• **About this exercise**
Produce an exact copy of the lines from the line that contains "Category: woman in black tank dress" to the end of the listing below.
===== Dataset content =====
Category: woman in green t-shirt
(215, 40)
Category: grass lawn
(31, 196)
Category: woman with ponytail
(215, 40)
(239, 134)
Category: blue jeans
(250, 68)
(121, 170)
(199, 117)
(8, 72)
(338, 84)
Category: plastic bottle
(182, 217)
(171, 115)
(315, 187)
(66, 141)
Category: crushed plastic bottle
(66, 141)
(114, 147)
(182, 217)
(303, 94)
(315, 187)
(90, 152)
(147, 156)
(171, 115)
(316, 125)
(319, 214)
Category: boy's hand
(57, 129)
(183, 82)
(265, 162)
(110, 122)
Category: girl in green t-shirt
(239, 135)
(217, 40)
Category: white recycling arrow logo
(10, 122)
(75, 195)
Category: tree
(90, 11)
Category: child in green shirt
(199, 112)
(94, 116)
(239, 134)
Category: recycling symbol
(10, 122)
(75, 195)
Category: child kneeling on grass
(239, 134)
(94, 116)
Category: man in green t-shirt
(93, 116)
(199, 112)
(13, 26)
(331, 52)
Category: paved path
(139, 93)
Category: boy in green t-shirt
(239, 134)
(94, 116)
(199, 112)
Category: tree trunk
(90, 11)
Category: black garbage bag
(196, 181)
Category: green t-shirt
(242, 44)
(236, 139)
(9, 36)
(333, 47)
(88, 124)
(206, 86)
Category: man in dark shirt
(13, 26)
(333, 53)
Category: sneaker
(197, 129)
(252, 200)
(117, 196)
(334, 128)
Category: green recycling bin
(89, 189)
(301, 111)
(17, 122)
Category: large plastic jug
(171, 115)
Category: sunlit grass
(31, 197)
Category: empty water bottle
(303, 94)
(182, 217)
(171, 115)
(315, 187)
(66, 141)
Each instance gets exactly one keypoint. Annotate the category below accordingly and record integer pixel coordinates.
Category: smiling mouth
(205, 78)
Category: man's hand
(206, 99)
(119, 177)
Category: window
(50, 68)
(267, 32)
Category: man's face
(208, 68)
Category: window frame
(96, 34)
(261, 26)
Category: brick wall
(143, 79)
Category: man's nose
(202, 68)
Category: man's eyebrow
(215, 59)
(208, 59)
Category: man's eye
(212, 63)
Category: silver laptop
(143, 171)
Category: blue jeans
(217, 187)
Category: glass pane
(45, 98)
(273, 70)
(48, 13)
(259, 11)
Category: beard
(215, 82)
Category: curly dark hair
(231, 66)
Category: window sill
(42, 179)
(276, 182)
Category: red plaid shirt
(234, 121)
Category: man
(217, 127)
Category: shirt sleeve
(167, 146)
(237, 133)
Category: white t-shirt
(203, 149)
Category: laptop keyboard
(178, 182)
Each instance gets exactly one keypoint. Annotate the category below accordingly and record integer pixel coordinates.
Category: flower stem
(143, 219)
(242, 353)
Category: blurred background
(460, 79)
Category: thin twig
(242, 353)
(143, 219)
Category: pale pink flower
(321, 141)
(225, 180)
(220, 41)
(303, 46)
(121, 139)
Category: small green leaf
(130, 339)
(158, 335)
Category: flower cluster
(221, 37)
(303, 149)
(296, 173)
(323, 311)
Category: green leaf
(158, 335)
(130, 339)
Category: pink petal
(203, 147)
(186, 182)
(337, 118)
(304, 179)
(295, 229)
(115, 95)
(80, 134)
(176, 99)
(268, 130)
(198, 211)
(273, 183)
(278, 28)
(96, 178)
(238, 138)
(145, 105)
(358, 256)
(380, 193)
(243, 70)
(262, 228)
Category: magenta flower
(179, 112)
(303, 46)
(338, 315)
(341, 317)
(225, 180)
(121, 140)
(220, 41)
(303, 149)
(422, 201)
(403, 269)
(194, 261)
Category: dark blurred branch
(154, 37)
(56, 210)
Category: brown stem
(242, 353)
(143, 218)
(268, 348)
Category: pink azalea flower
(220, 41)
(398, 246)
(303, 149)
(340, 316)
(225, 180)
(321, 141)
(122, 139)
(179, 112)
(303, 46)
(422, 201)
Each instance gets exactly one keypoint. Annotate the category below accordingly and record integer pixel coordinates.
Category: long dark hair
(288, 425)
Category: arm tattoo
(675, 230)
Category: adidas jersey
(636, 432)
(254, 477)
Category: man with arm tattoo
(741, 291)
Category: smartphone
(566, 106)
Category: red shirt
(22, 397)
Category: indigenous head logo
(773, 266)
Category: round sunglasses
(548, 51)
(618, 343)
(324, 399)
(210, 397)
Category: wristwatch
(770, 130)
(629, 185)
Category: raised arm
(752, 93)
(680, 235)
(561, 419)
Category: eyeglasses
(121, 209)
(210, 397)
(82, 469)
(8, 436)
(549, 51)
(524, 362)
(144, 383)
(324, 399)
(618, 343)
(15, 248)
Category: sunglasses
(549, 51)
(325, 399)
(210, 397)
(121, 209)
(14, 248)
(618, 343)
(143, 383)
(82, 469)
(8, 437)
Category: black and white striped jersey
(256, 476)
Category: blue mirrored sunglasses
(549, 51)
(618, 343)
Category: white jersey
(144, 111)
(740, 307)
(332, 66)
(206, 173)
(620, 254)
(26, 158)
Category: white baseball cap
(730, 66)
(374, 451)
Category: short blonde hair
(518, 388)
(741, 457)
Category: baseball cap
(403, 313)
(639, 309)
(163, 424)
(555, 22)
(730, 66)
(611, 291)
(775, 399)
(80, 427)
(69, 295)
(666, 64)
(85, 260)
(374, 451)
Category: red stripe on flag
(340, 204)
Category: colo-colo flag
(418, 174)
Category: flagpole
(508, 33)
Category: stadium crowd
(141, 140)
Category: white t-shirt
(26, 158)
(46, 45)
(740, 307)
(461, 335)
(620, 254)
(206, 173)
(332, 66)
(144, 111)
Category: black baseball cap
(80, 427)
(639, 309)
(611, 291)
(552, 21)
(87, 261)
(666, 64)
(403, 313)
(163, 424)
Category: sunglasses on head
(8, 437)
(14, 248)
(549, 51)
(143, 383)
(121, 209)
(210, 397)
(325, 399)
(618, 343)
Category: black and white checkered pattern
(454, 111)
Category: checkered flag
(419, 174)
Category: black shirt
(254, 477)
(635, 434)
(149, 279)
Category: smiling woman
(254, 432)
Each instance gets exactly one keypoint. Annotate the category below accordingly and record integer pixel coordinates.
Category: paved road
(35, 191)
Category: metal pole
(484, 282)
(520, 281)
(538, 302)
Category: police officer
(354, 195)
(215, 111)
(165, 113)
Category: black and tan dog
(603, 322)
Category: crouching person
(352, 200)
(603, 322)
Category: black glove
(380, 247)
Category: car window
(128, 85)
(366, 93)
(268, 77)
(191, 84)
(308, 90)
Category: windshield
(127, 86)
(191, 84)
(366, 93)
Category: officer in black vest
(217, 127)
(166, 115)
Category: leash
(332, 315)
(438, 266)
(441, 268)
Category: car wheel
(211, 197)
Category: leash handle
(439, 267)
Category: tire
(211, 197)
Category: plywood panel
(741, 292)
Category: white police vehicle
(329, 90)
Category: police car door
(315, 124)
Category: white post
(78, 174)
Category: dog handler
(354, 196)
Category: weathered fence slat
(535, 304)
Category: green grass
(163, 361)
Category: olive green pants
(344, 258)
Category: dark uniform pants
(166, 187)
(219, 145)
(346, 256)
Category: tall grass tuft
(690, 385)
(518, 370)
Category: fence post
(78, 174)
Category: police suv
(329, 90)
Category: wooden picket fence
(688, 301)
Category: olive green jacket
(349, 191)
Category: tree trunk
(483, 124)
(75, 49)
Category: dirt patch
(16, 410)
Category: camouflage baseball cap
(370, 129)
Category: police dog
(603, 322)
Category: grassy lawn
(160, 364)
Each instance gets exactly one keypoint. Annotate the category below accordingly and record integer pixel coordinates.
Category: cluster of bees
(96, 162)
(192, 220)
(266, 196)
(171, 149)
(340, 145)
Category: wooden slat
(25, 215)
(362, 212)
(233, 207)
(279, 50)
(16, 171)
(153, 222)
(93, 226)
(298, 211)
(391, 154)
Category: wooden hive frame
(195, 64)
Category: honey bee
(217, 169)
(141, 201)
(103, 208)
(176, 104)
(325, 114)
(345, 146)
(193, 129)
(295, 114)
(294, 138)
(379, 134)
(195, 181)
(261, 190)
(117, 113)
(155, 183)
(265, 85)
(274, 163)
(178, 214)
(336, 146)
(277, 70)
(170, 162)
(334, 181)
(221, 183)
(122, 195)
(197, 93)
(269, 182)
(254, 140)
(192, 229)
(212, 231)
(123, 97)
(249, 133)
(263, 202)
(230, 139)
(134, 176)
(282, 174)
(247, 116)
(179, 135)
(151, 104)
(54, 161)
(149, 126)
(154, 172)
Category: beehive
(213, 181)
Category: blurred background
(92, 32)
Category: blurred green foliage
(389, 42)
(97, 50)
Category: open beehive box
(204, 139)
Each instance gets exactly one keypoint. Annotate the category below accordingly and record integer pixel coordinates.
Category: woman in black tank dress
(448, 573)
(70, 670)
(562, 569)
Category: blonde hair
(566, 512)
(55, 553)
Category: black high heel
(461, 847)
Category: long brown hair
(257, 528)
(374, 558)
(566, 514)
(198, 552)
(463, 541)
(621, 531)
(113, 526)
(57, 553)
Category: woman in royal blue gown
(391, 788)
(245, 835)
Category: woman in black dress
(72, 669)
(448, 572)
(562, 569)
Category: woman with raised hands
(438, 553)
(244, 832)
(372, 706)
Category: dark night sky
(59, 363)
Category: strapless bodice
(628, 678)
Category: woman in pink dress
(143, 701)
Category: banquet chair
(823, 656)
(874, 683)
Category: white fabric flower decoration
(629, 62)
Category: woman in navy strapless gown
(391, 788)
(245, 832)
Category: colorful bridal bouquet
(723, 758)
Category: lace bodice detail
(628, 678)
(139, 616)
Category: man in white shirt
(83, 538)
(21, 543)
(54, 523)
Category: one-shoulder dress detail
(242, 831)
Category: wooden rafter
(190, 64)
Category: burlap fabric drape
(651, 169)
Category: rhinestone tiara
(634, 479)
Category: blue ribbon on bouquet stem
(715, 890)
=====
• **Your solution**
Category: woman in black tank dress
(448, 573)
(70, 670)
(562, 569)
Category: blonde hair
(566, 512)
(55, 553)
Category: black high heel
(461, 847)
Category: long brown hair
(257, 528)
(374, 558)
(566, 514)
(198, 552)
(463, 541)
(621, 531)
(113, 526)
(57, 553)
Category: woman in royal blue gown
(391, 788)
(245, 835)
Category: woman in black dress
(72, 669)
(448, 572)
(562, 569)
Category: woman with raised hands
(438, 553)
(244, 832)
(372, 706)
Category: dark night sky
(59, 363)
Category: strapless bodice
(628, 678)
Category: woman in pink dress
(143, 701)
Category: banquet chair
(823, 656)
(874, 683)
Category: white fabric flower decoration
(629, 62)
Category: woman in navy strapless gown
(391, 788)
(245, 832)
Category: colorful bridal bouquet
(723, 758)
Category: lace bodice detail
(628, 678)
(139, 616)
Category: man in white shirt
(83, 538)
(21, 543)
(54, 523)
Category: one-shoulder dress detail
(242, 831)
Category: wooden rafter
(190, 64)
Category: burlap fabric drape
(651, 169)
Category: rhinestone tiara
(634, 479)
Category: blue ribbon on bouquet stem
(715, 890)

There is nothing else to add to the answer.